Work task:
From the line that contains "Can you see the weathered" down to the last line of the data below, restate every line word for word, skipping any images.

Exercise inputs:
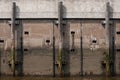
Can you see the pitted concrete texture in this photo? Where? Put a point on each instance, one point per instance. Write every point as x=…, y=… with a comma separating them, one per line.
x=49, y=8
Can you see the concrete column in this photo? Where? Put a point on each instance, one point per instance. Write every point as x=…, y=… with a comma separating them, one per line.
x=53, y=51
x=60, y=55
x=13, y=16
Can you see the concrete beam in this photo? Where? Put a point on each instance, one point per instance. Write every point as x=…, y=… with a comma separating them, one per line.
x=48, y=8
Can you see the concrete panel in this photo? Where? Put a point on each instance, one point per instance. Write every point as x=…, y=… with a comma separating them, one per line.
x=49, y=8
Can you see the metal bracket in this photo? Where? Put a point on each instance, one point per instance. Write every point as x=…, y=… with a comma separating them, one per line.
x=63, y=22
x=16, y=22
x=104, y=22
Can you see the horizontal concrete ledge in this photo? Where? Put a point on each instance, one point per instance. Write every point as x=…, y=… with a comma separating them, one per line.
x=49, y=8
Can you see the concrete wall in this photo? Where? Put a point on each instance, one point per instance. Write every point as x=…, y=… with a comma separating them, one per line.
x=38, y=54
x=49, y=8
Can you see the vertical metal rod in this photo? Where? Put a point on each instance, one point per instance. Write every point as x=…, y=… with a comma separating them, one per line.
x=81, y=52
x=0, y=61
x=60, y=38
x=53, y=52
x=13, y=34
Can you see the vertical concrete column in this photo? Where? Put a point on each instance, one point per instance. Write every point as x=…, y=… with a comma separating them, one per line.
x=107, y=26
x=60, y=54
x=109, y=42
x=13, y=16
x=81, y=51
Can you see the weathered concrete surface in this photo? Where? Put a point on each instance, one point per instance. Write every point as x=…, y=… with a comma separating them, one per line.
x=38, y=58
x=48, y=8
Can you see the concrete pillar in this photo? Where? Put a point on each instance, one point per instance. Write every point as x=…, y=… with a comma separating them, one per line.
x=109, y=40
x=13, y=16
x=63, y=34
x=53, y=51
x=107, y=26
x=60, y=54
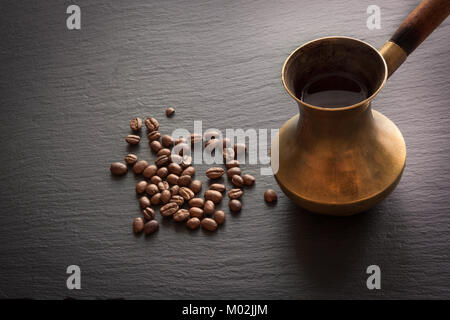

Task result:
Can you see the weathered concrete surface in this photo? Where? Put a point on each instance, one point per instance. Write every point as x=…, y=… with a comma separating them, one per line.
x=38, y=58
x=48, y=8
Can you see the concrete pillar in this photo? Where? Put a point on each instance, one point per instance. Write every point as x=…, y=… with a comma separating them, one per line.
x=109, y=40
x=13, y=16
x=63, y=34
x=53, y=51
x=107, y=26
x=60, y=54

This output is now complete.